* **Task to complete**:
Exactly transcribe the line that holds "of the metal" and every remaining line of the records, up to and including the final one, with nothing else.

* **Study material**:

::::::::::

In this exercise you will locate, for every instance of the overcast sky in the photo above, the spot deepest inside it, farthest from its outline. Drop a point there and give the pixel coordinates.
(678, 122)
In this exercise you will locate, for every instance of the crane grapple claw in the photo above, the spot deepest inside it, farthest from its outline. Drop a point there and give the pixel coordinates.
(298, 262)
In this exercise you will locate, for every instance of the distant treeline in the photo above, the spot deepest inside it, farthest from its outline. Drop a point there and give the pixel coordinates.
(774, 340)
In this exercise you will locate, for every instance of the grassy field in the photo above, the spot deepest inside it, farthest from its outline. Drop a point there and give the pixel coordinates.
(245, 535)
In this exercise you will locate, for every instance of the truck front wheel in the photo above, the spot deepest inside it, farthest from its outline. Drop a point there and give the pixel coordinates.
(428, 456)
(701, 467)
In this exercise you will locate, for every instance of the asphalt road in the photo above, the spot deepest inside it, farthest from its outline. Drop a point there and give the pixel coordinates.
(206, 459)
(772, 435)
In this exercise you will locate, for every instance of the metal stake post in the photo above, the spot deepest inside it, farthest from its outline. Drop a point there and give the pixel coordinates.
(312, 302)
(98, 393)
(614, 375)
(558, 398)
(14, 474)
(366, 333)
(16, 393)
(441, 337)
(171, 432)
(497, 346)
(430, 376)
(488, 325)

::::::::::

* **Result for this task**:
In this exercise you will locate, for every instance of the metal stake post in the photo above, the spot deepest inside it, farthest from its outline. Drop a point there and give the pixel coordinates.
(312, 302)
(98, 393)
(614, 375)
(558, 398)
(14, 474)
(366, 333)
(16, 393)
(441, 337)
(171, 432)
(497, 346)
(430, 376)
(488, 325)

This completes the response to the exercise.